Copy exactly the lines from the one containing "Exercise. Mark the white wristband" through the last line of the records, both included, and nothing more.

*** Block opens ***

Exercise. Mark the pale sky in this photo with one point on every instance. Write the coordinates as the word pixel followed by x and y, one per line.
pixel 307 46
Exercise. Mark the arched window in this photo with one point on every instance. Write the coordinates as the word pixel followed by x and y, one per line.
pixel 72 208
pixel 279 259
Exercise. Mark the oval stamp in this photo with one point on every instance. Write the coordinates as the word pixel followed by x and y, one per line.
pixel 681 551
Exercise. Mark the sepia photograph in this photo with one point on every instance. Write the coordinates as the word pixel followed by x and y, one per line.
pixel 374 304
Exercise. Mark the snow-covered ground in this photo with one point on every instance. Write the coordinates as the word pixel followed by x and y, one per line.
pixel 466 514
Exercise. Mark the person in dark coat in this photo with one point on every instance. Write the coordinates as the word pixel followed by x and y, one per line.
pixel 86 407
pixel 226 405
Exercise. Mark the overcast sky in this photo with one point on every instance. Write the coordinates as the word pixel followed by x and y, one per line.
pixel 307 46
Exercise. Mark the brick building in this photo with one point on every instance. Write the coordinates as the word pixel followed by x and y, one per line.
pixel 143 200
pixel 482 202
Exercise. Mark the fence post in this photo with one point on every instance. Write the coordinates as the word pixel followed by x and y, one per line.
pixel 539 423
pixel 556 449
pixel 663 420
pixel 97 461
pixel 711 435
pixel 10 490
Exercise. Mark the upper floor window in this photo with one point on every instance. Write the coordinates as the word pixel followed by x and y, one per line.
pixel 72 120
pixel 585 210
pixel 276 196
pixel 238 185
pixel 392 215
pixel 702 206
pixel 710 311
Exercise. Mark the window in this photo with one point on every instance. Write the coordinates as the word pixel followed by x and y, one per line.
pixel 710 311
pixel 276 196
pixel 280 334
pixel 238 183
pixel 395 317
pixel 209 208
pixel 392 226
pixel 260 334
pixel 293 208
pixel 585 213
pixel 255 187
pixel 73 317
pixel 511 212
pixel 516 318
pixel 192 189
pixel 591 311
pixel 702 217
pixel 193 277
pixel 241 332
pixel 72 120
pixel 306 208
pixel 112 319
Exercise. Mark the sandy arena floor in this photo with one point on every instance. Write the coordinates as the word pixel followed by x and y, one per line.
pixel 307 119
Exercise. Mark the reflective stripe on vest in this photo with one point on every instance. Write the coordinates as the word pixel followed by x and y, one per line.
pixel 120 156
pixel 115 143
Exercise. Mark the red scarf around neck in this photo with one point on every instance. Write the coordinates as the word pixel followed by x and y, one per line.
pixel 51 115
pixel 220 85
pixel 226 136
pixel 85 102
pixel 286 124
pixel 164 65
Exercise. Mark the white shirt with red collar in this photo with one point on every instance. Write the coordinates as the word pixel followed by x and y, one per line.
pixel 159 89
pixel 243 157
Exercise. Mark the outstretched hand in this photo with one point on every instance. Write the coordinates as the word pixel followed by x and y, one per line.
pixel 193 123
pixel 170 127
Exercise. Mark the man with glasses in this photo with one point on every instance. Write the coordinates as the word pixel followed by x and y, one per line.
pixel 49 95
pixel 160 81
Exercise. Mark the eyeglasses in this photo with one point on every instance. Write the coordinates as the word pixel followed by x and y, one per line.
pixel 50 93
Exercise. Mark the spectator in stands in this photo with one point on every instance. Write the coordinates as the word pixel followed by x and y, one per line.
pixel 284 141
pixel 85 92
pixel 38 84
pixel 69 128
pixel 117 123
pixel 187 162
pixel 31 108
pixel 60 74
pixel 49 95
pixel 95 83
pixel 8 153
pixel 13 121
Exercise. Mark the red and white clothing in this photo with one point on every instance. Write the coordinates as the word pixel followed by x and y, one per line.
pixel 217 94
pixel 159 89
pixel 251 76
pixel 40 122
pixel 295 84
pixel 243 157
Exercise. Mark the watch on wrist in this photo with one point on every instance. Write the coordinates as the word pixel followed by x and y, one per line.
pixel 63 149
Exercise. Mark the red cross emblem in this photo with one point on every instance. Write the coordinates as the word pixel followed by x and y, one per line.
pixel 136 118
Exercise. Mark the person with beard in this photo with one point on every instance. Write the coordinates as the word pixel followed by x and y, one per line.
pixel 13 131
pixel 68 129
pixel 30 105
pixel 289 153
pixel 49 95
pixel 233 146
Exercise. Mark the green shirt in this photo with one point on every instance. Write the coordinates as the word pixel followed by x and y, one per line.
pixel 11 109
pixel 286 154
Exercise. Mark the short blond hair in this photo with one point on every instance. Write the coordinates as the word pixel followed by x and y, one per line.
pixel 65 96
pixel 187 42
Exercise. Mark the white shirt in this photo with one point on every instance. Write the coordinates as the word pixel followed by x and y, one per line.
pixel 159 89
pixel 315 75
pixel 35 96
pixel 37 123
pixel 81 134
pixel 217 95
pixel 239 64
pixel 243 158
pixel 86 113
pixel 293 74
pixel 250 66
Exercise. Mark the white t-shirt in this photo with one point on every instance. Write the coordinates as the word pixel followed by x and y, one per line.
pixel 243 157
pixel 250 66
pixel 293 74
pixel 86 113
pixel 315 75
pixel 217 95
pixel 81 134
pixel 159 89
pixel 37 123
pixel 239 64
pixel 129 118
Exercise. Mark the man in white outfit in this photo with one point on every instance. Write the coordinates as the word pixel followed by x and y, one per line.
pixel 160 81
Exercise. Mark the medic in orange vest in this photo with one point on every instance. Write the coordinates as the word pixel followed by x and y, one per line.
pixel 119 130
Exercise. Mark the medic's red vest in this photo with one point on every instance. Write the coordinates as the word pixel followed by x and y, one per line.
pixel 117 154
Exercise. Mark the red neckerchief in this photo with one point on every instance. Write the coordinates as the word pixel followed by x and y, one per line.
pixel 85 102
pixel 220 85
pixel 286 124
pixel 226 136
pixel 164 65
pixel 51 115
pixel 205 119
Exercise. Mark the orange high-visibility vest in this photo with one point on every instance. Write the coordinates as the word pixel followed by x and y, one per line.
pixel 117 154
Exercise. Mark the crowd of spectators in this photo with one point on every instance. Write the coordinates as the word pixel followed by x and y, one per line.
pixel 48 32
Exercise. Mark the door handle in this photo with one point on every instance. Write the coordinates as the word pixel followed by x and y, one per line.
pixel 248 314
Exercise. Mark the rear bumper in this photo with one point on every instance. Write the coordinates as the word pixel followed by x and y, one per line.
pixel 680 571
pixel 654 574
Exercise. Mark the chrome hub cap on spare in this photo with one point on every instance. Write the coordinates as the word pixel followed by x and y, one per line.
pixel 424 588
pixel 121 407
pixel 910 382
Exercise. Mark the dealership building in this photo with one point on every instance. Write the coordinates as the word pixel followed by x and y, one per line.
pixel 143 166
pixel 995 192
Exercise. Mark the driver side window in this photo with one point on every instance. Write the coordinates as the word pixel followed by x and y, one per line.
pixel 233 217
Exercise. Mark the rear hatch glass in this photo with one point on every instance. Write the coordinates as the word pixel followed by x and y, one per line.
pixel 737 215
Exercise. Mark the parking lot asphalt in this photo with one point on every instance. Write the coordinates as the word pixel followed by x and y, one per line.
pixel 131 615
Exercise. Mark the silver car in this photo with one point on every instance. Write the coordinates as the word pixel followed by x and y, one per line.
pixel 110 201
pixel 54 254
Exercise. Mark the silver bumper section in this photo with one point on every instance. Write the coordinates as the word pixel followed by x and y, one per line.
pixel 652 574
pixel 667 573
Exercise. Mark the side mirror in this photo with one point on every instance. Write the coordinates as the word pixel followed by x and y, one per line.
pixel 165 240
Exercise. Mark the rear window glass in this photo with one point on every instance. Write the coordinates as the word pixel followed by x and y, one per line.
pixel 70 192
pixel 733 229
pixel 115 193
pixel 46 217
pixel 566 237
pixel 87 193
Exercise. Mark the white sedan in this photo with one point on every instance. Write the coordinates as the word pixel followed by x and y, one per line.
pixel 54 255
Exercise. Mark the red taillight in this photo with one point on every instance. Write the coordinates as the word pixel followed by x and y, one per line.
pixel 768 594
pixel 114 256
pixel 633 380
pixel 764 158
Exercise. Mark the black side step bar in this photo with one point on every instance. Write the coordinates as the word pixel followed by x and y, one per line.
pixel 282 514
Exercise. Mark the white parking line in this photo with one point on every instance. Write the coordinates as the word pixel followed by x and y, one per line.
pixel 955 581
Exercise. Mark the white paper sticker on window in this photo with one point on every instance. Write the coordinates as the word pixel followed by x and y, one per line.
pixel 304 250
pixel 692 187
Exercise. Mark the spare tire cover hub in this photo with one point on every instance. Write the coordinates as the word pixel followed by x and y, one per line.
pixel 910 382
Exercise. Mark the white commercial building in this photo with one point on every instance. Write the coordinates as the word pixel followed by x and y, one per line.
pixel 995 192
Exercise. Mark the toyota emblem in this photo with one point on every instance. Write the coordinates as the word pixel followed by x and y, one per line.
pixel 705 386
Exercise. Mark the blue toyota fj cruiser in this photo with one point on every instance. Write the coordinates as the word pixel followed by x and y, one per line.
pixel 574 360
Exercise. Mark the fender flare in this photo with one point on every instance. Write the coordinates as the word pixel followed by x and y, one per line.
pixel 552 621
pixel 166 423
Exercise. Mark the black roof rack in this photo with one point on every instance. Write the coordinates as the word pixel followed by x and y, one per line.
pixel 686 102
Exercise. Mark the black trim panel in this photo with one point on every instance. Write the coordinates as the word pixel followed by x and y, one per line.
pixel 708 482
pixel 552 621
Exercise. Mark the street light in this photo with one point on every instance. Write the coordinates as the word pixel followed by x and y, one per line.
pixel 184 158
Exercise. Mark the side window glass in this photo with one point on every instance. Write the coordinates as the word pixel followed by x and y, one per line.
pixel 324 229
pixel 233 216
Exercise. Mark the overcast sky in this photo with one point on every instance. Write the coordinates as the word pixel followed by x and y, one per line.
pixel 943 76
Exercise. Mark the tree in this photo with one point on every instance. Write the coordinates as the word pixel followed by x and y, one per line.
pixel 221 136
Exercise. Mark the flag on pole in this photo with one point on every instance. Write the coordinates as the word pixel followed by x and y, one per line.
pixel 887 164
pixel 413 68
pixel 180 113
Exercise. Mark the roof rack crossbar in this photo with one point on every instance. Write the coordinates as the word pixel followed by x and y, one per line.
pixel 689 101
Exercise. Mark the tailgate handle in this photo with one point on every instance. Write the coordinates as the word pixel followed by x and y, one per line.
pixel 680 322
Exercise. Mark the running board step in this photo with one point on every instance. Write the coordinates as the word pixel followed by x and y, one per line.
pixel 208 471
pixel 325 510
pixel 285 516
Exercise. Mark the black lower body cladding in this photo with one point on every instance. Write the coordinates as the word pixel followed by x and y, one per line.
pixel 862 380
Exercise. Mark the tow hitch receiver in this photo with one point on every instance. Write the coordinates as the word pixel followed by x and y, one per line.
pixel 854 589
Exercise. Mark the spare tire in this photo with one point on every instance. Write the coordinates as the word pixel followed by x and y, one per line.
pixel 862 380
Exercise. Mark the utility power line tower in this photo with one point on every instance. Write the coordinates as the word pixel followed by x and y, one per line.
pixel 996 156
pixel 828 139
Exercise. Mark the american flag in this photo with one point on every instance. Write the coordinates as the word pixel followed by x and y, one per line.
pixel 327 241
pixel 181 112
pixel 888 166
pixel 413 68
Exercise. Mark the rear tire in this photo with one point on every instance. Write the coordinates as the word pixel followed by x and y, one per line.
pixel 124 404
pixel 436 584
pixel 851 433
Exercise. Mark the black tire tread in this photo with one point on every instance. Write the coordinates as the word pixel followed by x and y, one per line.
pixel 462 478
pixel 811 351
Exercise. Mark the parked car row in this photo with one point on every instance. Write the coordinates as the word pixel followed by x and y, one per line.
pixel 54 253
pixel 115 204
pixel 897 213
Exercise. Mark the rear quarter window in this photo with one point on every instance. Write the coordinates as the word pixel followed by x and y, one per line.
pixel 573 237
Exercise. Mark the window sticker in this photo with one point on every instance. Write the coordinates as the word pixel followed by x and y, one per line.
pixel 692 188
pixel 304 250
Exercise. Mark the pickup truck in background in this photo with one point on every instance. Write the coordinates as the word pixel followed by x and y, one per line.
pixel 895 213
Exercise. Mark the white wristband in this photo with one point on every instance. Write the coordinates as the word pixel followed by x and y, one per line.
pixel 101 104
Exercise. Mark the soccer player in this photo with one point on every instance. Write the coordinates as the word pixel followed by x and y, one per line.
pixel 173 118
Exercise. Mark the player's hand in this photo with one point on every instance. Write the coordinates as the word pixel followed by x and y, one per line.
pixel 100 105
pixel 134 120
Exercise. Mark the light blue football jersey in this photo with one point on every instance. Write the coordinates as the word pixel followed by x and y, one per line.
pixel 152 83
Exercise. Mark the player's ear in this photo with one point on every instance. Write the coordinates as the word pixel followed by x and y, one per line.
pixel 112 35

*** Block closes ***

▶ RESPONSE:
Exercise. Mark the white wristband in this photo with one point on every instance. Write the coordinates as the word pixel followed by x and y, one per line.
pixel 101 104
Exercise. Mark the soccer player in this photo with one point on every instance. Write the coordinates as the word pixel followed by x and y, one per line.
pixel 173 118
Exercise. Mark the player's hand in this photo with one point on every instance. Write the coordinates as the word pixel followed by x and y, one per line.
pixel 100 105
pixel 134 120
Exercise. Mark the light blue football jersey in this photo with one point on every instance. Write the coordinates as the word pixel followed by x and y, one per line.
pixel 152 83
Exercise. Mark the player's ear in this photo with one point on every instance. Write the coordinates as the word pixel followed by x and y, one per line.
pixel 112 35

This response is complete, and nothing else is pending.